Region pointing data
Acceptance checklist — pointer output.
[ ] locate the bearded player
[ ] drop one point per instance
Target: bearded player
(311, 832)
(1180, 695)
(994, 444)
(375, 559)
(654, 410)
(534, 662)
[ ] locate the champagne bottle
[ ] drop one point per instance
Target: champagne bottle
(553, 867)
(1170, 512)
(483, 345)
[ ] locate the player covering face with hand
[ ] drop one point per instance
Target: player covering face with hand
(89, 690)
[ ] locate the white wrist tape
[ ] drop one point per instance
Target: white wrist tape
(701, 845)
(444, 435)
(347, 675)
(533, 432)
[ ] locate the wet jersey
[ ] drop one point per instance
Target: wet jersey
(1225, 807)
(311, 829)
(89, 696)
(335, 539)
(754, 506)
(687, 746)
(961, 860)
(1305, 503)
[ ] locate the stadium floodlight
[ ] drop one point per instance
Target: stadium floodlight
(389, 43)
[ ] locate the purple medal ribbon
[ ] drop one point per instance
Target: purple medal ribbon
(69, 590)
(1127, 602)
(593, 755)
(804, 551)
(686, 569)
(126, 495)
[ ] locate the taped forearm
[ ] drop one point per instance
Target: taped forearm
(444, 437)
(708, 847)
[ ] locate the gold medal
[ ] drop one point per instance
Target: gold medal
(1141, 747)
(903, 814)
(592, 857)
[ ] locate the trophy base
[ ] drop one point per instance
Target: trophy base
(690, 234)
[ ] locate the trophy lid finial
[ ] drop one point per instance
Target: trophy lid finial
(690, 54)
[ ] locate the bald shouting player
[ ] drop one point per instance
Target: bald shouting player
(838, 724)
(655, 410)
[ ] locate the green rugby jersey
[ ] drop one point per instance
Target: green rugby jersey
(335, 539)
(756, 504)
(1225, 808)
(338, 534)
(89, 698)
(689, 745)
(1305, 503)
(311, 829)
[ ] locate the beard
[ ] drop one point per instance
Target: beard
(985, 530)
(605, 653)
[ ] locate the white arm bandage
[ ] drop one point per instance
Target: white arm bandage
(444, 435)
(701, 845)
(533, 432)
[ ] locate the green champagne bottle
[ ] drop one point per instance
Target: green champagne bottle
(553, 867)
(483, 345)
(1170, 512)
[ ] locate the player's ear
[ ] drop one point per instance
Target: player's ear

Assigned task: Please set down all of the data above again, matching it exactly.

Solution:
Acceptance checklist — pointer output.
[ ] locate the bearded player
[ ] drop one point per instance
Target: bearded player
(311, 832)
(1180, 695)
(994, 444)
(375, 559)
(654, 410)
(534, 662)
[ ] locate the champagne bottle
[ ] drop one point per instance
Target: champagne bottle
(553, 867)
(1170, 512)
(483, 345)
[ ] locate the player covering face with hand
[ ] drop one point per instance
Target: player covering face with hand
(89, 690)
[ ] locate the white wrist tape
[ ] drop one point per instance
Target: white wrist tape
(701, 845)
(444, 435)
(347, 675)
(533, 432)
[ ] locate the wet jersey
[ ] drop one point per instance
Target: wet jersey
(1225, 807)
(311, 829)
(89, 696)
(335, 539)
(754, 506)
(687, 746)
(961, 860)
(1305, 503)
[ ] locate the stadium floodlight
[ ] drop one point per instance
Target: stadium floodlight
(389, 43)
[ ] locate the purple medal ribbon
[ ] drop one point per instance
Target: purple medal ribbon
(69, 590)
(1127, 602)
(593, 755)
(804, 551)
(686, 569)
(126, 495)
[ ] locate the taped forearm
[ ] drop one point per instance
Target: taped forearm
(444, 437)
(708, 847)
[ ] locate the gold medal
[ ] drop one point per instance
Target: gold medal
(1141, 747)
(903, 814)
(592, 857)
[ ] locate the trophy base
[ ] drop one point per instance
Target: trophy base
(690, 234)
[ ] locate the trophy lid finial
[ ] drop one point per instance
Target: trophy lid finial
(690, 54)
[ ] locate the bald shouting player
[ ] drop one point per instance
Target: bald shouting player
(838, 724)
(655, 410)
[ ] locate the green rugby jersey
[ ] drop one point per instance
Target: green rugby jersey
(335, 539)
(756, 504)
(1225, 808)
(338, 534)
(89, 698)
(689, 745)
(1305, 503)
(311, 829)
[ ] locate the beard
[ ] drop one point per instance
Target: beard
(985, 530)
(605, 653)
[ ] locate the white arm bandage
[ ] drop one point per instance
Target: white arm bandage
(444, 435)
(701, 845)
(533, 432)
[ ] locate the green champagne bottle
[ ] drop one point per instance
Target: green champagne bottle
(553, 867)
(483, 345)
(1170, 512)
[ ] locate the player's ear
[ ] drop one point per instance
Target: player's ear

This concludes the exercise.